Stated goal: Convert the records, from the line containing "Skill check: detecting objects in a scene." through the line containing "[511,323,564,352]", into a two-column CSV with the headers instruction and coordinates. Give one row per record holding its text and its answer, each in one quoted field, with line breaks replaced by spaces.

Materials provided:

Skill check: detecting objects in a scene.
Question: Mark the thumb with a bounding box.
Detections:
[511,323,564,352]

==

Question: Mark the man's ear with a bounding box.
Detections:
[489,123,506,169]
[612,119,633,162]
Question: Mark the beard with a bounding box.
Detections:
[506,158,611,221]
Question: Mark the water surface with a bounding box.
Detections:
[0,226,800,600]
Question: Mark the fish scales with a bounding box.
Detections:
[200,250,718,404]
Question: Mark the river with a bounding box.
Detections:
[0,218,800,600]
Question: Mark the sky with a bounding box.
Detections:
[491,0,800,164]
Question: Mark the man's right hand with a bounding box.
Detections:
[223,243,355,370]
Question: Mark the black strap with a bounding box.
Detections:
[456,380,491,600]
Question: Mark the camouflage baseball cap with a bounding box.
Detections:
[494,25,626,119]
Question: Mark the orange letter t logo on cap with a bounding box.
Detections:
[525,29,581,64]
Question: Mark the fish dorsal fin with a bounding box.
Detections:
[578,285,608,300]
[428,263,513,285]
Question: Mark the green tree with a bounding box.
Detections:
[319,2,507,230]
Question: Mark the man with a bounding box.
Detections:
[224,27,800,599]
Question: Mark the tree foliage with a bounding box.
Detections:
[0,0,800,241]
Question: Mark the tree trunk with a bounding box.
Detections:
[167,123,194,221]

In response:
instruction,coordinates
"Skill check: detecting objects in a scene. Question: Mark the thumb with a bounding box. Detections:","[511,323,564,352]"